Titanyl phthalocyanine processes and photoconductors thereof description/claims

In U.S. Application No. (not yet assigned—Attorney Docket No. 20070053-US-NP), filed concurrently herewith, on Hydroxygallium Phthalocyanine Processes and Photoconductors Thereof, there is illustrated a process which comprises treating a hydroxygallium phthalocyanine Type I with a weak acid having a pKa of at least equal to or greater than about −3, and subsequently contacting said hydroxygallium phthalocyanine Type I with an organic solvent.

In U.S. application Ser. No. 11/602,033 (Attorney Docket No. 20060708-US-NP) filed Nov. 20, 2006 on Titanyl Phthalocyanine Photoconductors, the disclosure of which is totally incorporated herein by reference, there is illustrated a photoconductor comprising an optional supporting substrate, a photogenerating layer, and at least one charge transport layer comprised of at least one charge transport component, and wherein the photogenerating layer contains a titanyl phthalocyanine prepared by dissolving a Type I titanyl phthalocyanine in a solution comprising a trihaloacetic acid and an alkylene halide; adding the resulting mixture comprising the dissolved Type I titanyl phthalocyanine to a solution comprising an alcohol and an alkylene halide thereby precipitating a Type Y titanyl phthalocyanine; and treating the Type Y titanyl phthalocyanine with a monohalobenzene, and wherein the photogenerating layer is prepared from a dispersion of said titanyl phthalocyanine, a polymer binder, and a chlorinated solvent of at least one of dichloroethane and dichloropropane

U.S. application Ser. No. 11/472,765 (Attorney Docket No. 20060288-US-NP) and Ser. No. 11/472,766 (Attorney Docket No 20060289-US-NP), both filed Jun. 22, 2006, relating to titanyl phthalocyanine photoconductors, the disclosures of which are totally incorporated herein by reference, and wherein there is illustrated, for example, a photoconductor wherein the photogenerating layer contains a titanyl phthalocyanine prepared by dissolving a Type I titanyl phthalocyanine in a solution comprising a trihaloacetic acid and an alkylene halide; adding the mixture comprising the dissolved Type I titanyl phthalocyanine to a solution comprising an alcohol and an alkylene halide thereby precipitating a Type Y titanyl phthalocyanine; and treating the Type Y titanyl phthalocyanine with a monohalobenzene.

U.S. application Ser. No. 11/458,467 (Attorney Docket No. 20060197-US-NP), filed Jul. 19, 2006, the disclosure of which is totally incorporated herein by reference, and wherein there is illustrated, for example, a photoconductor wherein the photogenerating layer contains a titanyl phthalocyanine, a film-forming polymer binder; and a glycol compound having two hydroxyl groups bonded to adjoining carbon atoms in the carbon chain.

U.S. application Ser. No. 10/992,500, U.S. Publication No. 20060105254 (Attorney Docket No. 20040735-US-NP), filed Nov. 18, 2004, the disclosure of which is totally incorporated herein by reference, and wherein there is illustrated, for example, a process for the preparation of a Type V titanyl phthalocyanine, the process comprising providing a Type I titanyl phthalocyanine; dissolving the Type I titanyl phthalocyanine in a solution comprising a trihaloacetic acid and an alkylene halide; adding the resulting mixture comprising the dissolved Type I titanyl phthalocyanine to a solution comprising an alcohol and an alkylene halide thereby precipitating a Type Y titanyl phthalocyanine; and treating the Type Y titanyl phthalocyanine with monochlorobenzene.
.....
Change "weak acid" to "mild acid" in the patent passage and give back the stretch that begins at the words "In U.S. Application No." and stops after "an organic solvent.". Rely on the patent passage alone.
.....
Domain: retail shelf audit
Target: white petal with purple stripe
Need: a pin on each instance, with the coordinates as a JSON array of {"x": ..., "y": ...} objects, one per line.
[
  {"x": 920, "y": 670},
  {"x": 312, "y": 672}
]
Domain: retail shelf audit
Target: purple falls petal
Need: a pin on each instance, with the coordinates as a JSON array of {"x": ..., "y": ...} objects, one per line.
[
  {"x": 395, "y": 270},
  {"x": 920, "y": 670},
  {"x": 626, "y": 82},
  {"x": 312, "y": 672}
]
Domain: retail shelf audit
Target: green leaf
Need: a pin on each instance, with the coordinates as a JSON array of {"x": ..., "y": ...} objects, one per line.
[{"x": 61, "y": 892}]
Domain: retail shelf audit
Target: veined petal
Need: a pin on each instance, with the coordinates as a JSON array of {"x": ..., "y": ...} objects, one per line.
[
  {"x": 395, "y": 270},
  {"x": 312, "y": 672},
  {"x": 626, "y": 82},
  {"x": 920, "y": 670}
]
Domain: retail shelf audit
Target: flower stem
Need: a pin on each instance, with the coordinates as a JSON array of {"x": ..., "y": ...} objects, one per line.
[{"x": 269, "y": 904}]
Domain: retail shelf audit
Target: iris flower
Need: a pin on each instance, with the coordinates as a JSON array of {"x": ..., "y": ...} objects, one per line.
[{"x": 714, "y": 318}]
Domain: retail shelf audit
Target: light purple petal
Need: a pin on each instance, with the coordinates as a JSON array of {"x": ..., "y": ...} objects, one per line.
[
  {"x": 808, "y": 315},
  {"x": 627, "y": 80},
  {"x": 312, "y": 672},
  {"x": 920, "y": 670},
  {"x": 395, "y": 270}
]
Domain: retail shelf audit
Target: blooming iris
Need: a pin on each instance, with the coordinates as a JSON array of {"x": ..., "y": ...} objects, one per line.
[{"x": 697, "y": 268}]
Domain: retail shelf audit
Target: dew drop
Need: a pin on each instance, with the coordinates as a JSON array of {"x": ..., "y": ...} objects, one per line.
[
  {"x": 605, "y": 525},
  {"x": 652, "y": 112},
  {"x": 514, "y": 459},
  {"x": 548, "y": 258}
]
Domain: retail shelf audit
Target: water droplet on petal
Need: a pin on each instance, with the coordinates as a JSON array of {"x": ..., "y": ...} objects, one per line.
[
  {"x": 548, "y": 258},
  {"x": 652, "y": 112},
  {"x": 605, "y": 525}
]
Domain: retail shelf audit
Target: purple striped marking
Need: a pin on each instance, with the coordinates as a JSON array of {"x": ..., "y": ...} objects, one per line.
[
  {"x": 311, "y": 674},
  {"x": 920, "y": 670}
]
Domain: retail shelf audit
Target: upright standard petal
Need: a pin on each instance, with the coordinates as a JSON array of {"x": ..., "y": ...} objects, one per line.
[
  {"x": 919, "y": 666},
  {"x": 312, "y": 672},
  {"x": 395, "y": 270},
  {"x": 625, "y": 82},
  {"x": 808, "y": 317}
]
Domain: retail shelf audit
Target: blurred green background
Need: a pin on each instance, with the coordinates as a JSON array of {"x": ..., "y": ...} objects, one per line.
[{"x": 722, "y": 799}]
.....
→ **WORKED SOLUTION**:
In U.S. Application No. (not yet assigned—Attorney Docket No. 20070053-US-NP), filed concurrently herewith, on Hydroxygallium Phthalocyanine Processes and Photoconductors Thereof, there is illustrated a process which comprises treating a hydroxygallium phthalocyanine Type I with a mild acid having a pKa of at least equal to or greater than about −3, and subsequently contacting said hydroxygallium phthalocyanine Type I with an organic solvent.